• _LISTING_
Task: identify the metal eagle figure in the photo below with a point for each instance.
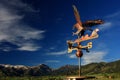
(81, 27)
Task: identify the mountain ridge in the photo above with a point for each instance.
(43, 70)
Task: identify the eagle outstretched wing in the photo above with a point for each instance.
(77, 16)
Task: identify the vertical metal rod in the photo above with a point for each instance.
(79, 64)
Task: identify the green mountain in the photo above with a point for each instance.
(43, 70)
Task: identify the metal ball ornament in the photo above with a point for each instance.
(79, 53)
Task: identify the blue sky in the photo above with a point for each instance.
(33, 32)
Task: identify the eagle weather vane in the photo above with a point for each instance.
(82, 29)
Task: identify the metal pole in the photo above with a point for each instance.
(79, 63)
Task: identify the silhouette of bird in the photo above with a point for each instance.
(81, 27)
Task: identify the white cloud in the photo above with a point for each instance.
(105, 26)
(13, 30)
(58, 53)
(72, 56)
(94, 56)
(29, 47)
(113, 15)
(52, 61)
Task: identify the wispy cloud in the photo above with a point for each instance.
(105, 26)
(113, 15)
(13, 30)
(58, 53)
(52, 61)
(72, 56)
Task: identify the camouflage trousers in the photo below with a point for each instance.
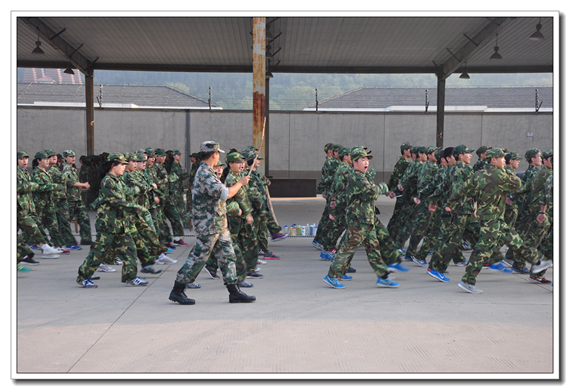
(355, 236)
(421, 226)
(449, 241)
(121, 243)
(434, 234)
(494, 234)
(241, 269)
(248, 241)
(30, 230)
(63, 221)
(221, 247)
(48, 220)
(406, 223)
(171, 213)
(394, 223)
(323, 221)
(263, 224)
(78, 212)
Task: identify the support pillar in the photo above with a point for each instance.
(259, 84)
(440, 109)
(90, 114)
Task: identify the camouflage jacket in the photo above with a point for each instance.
(338, 188)
(410, 179)
(72, 175)
(490, 186)
(209, 196)
(397, 174)
(458, 176)
(25, 188)
(480, 164)
(361, 194)
(177, 177)
(43, 195)
(58, 177)
(113, 206)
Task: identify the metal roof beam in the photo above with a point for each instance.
(473, 45)
(63, 47)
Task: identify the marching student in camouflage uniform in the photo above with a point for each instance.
(423, 215)
(169, 207)
(44, 199)
(60, 203)
(399, 169)
(77, 209)
(327, 174)
(490, 186)
(450, 237)
(480, 164)
(209, 197)
(26, 211)
(532, 231)
(112, 226)
(409, 187)
(361, 218)
(177, 178)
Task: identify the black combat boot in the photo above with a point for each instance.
(236, 295)
(177, 294)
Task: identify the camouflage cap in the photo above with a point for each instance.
(41, 155)
(358, 152)
(482, 149)
(344, 152)
(210, 146)
(494, 153)
(462, 149)
(405, 146)
(531, 153)
(234, 157)
(116, 157)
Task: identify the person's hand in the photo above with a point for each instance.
(244, 180)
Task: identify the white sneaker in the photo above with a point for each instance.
(105, 268)
(49, 250)
(163, 259)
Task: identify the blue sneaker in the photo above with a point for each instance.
(386, 283)
(397, 267)
(438, 275)
(419, 262)
(500, 267)
(333, 282)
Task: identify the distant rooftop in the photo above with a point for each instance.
(460, 99)
(73, 95)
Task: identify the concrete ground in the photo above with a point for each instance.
(299, 328)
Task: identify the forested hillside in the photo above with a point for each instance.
(297, 91)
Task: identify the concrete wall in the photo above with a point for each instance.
(296, 139)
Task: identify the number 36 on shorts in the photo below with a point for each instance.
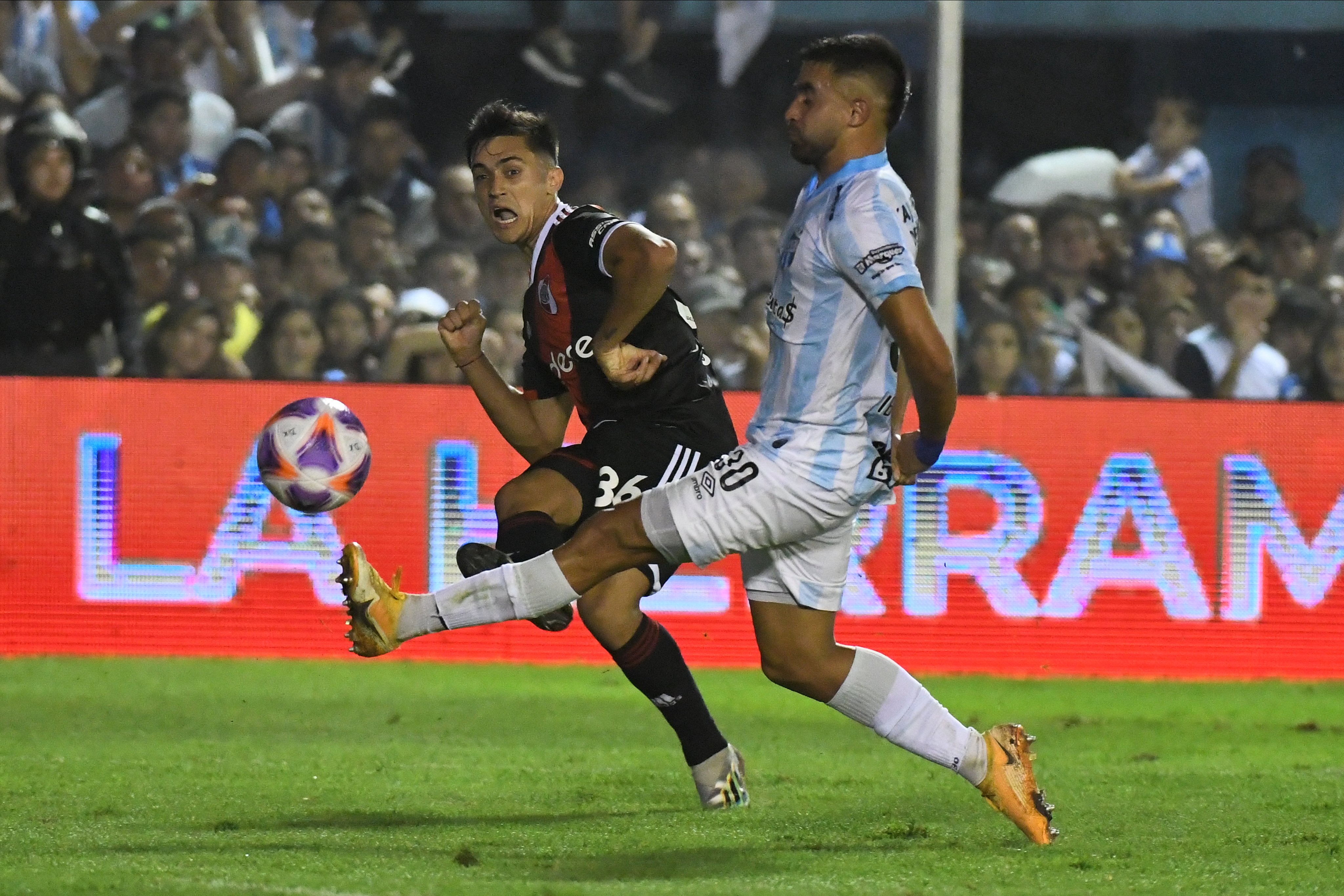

• _GIVEN REQUEST_
Rewrite every item above as a numbered list, one item per line with no blank lines, and leave the pictures out.

• _REPLY TO THE EXERCISE_
1. Task: identify the metal eagle figure in the photo below with a point for each instance.
2. (81, 27)
3. Task: identify the mountain ridge in the photo above with a point for each instance.
4. (43, 70)
5. Task: identify the eagle outstretched wing in the photo above with a point for each instance.
6. (77, 16)
7. Task: identify the vertical metal rod in the photo above with a point for each instance.
8. (79, 64)
9. Task: identify the green mountain in the photo above with a point for each instance.
10. (43, 70)
11. Task: identify the metal ball ornament in the photo above with a point for each instance.
12. (79, 53)
13. Task: identify the blue sky in the photo above with a point for each instance.
14. (33, 32)
15. Task: identify the eagle weather vane in the photo above with a point for each instance.
16. (82, 29)
17. Task: identify the metal pole in the photo above with a point for each instance.
18. (79, 63)
19. Task: identify the silhouette of bird in the photo above with a point for each instance.
20. (81, 27)
21. Task: identify the white cloud in the photo above with a point for each instance.
22. (105, 26)
23. (13, 30)
24. (58, 53)
25. (72, 56)
26. (94, 56)
27. (29, 47)
28. (113, 15)
29. (52, 61)
30. Task: identify the wispy cloud in the photo above with a point for each instance.
31. (105, 26)
32. (113, 15)
33. (13, 30)
34. (58, 53)
35. (52, 61)
36. (72, 56)
37. Task: identify the camouflage trousers in the photo below with a point for each instance.
38. (355, 236)
39. (421, 226)
40. (449, 241)
41. (121, 243)
42. (434, 234)
43. (494, 234)
44. (241, 269)
45. (248, 241)
46. (30, 230)
47. (63, 221)
48. (221, 247)
49. (48, 220)
50. (406, 223)
51. (171, 213)
52. (394, 223)
53. (323, 221)
54. (263, 224)
55. (78, 212)
56. Task: identify the support pillar in the photo above with a point for each instance.
57. (259, 84)
58. (440, 109)
59. (90, 114)
60. Task: identify the camouflage jacket in the photo above with a point for each instance.
61. (338, 188)
62. (410, 179)
63. (72, 175)
64. (490, 186)
65. (209, 196)
66. (397, 174)
67. (458, 176)
68. (25, 188)
69. (480, 164)
70. (361, 194)
71. (177, 177)
72. (43, 195)
73. (58, 177)
74. (113, 206)
75. Task: identify the metal roof beam in the photo above with a point for each instance.
76. (473, 45)
77. (63, 47)
78. Task: identify the marching student in camouflage uniform in the photo above with a point for each instance.
79. (423, 215)
80. (169, 207)
81. (44, 199)
82. (60, 203)
83. (399, 169)
84. (77, 209)
85. (327, 174)
86. (490, 186)
87. (450, 237)
88. (480, 164)
89. (209, 197)
90. (26, 211)
91. (532, 231)
92. (112, 226)
93. (409, 187)
94. (361, 218)
95. (177, 178)
96. Task: identify the black combat boot in the photo above with a point for each instance.
97. (236, 295)
98. (177, 294)
99. Task: identify the camouflage cap in the photo above with a point for each instance.
100. (41, 155)
101. (358, 152)
102. (482, 149)
103. (344, 152)
104. (210, 146)
105. (494, 153)
106. (462, 149)
107. (405, 146)
108. (531, 153)
109. (234, 157)
110. (116, 157)
111. Task: identify the person's hand in the photo above with a point for each instance.
112. (244, 180)
113. Task: identify the white sneaker in the photo above with a point for each instance.
114. (105, 268)
115. (49, 250)
116. (163, 259)
117. Task: identify the blue sneaker in the photo above with a point for each instance.
118. (386, 283)
119. (397, 267)
120. (438, 275)
121. (419, 262)
122. (500, 267)
123. (333, 282)
124. Task: identify the distant rooftop in the photo above with a point for each instance.
125. (460, 99)
126. (73, 95)
127. Task: identify the concrete ground in the photo above with a point for each instance.
128. (299, 328)
129. Task: identify the forested hillside in the photo above with a point for each instance.
130. (297, 91)
131. Task: identify the concrete wall in the photo above with a point for each instance.
132. (296, 139)
133. Task: identify the number 36 on shorts in the photo below with a point for each instance.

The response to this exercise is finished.